— begin Data lines —
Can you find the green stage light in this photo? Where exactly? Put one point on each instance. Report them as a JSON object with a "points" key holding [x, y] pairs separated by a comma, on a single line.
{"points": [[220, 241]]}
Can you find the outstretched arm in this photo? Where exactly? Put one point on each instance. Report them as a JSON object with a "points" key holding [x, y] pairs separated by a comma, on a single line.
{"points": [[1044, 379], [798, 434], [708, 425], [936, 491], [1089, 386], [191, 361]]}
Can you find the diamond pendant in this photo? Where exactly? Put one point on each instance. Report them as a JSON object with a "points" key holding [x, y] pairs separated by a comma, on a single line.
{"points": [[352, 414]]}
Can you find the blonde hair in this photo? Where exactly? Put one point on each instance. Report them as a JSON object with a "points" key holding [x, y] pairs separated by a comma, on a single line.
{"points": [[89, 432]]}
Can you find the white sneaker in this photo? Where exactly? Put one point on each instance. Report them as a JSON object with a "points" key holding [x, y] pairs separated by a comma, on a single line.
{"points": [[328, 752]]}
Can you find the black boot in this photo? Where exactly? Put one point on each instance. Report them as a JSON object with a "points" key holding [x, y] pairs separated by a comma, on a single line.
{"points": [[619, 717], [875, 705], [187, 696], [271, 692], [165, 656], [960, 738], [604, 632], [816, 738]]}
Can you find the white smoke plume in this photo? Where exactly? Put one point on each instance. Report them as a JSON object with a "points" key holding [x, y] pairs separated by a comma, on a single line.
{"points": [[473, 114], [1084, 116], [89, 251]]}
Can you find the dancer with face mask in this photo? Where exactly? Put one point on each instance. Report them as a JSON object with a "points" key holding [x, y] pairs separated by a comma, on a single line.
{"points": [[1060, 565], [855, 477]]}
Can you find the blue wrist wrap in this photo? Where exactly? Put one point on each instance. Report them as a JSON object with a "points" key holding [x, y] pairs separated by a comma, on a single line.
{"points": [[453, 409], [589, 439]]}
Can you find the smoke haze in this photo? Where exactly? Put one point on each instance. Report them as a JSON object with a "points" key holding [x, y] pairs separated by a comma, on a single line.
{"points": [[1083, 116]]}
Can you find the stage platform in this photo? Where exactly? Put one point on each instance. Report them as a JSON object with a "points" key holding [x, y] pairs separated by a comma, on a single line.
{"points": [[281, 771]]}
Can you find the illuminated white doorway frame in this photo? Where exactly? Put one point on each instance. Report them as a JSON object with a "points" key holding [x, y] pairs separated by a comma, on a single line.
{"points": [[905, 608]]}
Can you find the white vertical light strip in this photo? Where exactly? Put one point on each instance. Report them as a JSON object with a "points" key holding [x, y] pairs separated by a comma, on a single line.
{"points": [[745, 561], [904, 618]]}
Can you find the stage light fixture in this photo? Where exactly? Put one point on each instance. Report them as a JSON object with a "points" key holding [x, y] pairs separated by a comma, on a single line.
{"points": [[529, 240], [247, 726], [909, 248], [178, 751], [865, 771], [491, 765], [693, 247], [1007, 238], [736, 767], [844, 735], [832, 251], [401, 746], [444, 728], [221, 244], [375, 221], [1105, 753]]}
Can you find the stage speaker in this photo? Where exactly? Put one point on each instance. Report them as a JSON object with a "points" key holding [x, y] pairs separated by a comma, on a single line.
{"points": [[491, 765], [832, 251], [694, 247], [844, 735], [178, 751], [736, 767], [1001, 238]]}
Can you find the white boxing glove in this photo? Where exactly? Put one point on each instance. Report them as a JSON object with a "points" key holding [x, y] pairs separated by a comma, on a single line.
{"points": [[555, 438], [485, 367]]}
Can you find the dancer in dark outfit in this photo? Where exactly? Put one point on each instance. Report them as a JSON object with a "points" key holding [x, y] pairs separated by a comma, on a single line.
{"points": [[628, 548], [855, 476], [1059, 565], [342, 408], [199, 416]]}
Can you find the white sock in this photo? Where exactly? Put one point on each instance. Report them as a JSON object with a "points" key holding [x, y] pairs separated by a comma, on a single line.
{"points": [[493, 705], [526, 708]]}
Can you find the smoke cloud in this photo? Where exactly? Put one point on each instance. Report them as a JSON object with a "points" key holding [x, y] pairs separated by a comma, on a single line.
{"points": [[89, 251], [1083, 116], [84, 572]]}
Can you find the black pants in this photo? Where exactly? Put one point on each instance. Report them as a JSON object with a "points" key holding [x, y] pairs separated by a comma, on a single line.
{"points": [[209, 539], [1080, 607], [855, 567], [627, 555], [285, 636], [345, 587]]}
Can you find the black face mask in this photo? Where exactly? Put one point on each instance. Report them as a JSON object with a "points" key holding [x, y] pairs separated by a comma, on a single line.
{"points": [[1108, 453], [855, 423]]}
— end Data lines —
▸ **Given problem**
Could you write out all of the items above, word for word and in the same order?

▸ **Full solution**
Can you find the green stage light in this photo? Where exactly? Put one point on each instance. Report them as a JSON object with a "points" key holding [x, y] pairs separated by a comma, on a single line.
{"points": [[220, 241]]}
Can you find the outstretched arm in this photo? Where exactly? Put one point on each instance. Report them as a JSON object with a "points" key holding [x, y] pairs separated by a comma, on a single line.
{"points": [[1044, 379], [798, 434], [708, 425], [936, 491], [1089, 386], [191, 361]]}
Can you find the diamond pendant in this photo? Where exactly? Put one point on each instance. Report them as a JSON object with a "points" key holding [x, y] pairs separated by a comma, on a single line.
{"points": [[352, 414]]}
Can you find the blonde hair in this photo? Where exactly? Put one point on each instance. Report them as a JSON object with a "points" key holding [x, y] pairs separated by a comma, on a single line.
{"points": [[89, 432]]}
Can you find the white sneaker in this photo? Where exactly? Put one point on each instance. Report them as a JSON object with a "points" key holding [x, y] pairs separated by a comma, on a single line.
{"points": [[328, 752]]}
Can you find the black boot in this photo? Where exactly? Put one point on each instance. Report them as a JSON object with a "points" key holding [x, y] pairs separated by a comma, on a single line.
{"points": [[619, 717], [875, 705], [187, 696], [271, 692], [165, 656], [960, 738], [604, 632], [816, 738]]}
Can you find the white smoke plume in this photo? Where exactly? Put one point on each instance. Report them as a JSON object with a "points" key holding [x, y] pairs separated by a comma, on a single line.
{"points": [[473, 114], [1084, 116], [89, 251]]}
Can you find the dancer with face mask in this photo? Where exactly? Put one point on each instance. Report them as a JSON object with a "points" key holding [x, y] pairs separated by a comma, on a single line.
{"points": [[1060, 565], [855, 477]]}
Can you find the blue wrist wrap in this photo? Where exactly? Put one point on each instance. Report them as a JSON object with a "points" key holding [x, y] pairs separated by a comma, on a single line.
{"points": [[453, 409], [589, 439]]}
Can you find the smoke haze in this photo? Where exactly? Put one point on each instance. Report them as a JSON object with a "points" key holding [x, y] pairs separated by a comma, on a single line.
{"points": [[1083, 116]]}
Can you find the stage platform in this photo? Where exactly? Put one point on each instance. Report them as a JSON object with a "points" key holding [x, y] pairs separated by a comma, on a single line.
{"points": [[281, 771]]}
Can you find the illuminated white doorway frame in this photo? Where exactly? Put one point on each instance. Report them as a JSON object with a "points" key holding [x, y] pairs separated by a comma, on a single line.
{"points": [[905, 608]]}
Can you find the white vertical light strip in this photo? Where exactly? Put one point on each instance. Report them as a JSON object with a "points" key holding [x, y] pairs separated by a comma, on a single line.
{"points": [[745, 561], [904, 618]]}
Can you find the stage light fixture in this photo? Where exactly? Put one point on each instance. Report them as a JSON object with a "points" key holding [x, y] pairs separated by a comma, on a single line.
{"points": [[529, 240], [247, 726], [909, 248], [178, 751], [865, 771], [491, 765], [693, 247], [1007, 238], [736, 767], [844, 735], [832, 251], [401, 746], [444, 728], [221, 244], [375, 221], [1105, 753]]}
Can you find the stage speaker in this photo? Where exactly? Put one point on each instance. Report them as a JSON object with a "points" key holding [x, y] pairs separated by a comma, on a single line.
{"points": [[491, 765], [832, 251], [694, 247], [844, 735], [178, 751], [736, 767], [1001, 238]]}
Can you find the white boxing glove in this photo? Where exactly? Put one point on each instance. Report them as a JSON object with a "points" key holding [x, y] pairs separated by a comma, on a single line.
{"points": [[555, 438], [485, 367]]}
Can you find the dancer in dark outfit in this photo? Where exactly? Put one point on each instance. Report them as a JSON object with a "points" key holding [x, y] pairs separated by a comma, on a single line.
{"points": [[628, 548], [855, 476], [1059, 565], [342, 408], [199, 416]]}
Can you find the white sock in this photo? Where exactly? Put one point on each instance. Report them as a JSON object with a "points" key holding [x, y] pairs separated by a comma, on a single line.
{"points": [[493, 705], [526, 708]]}
Can you find the smoke cloud in this photo? Where exactly? Put one point on each instance. Report them as a JSON object with a "points" key holding [x, y] pairs separated by a comma, on a single line.
{"points": [[89, 251], [1083, 116], [84, 572]]}
Can you find the black pants in this photo? Where exactly? Put one point on each instance. Report them as a JSON object with a "points" key holding [x, y] pairs separated by a comma, on a single line.
{"points": [[209, 539], [1080, 607], [855, 567], [627, 555], [285, 636], [345, 587]]}
Can you find the black face mask in this photo? Where exactly? Put one point on each instance. Report them as a JSON object with a "points" key holding [x, y] pairs separated by a comma, on a single line.
{"points": [[1108, 453], [855, 423]]}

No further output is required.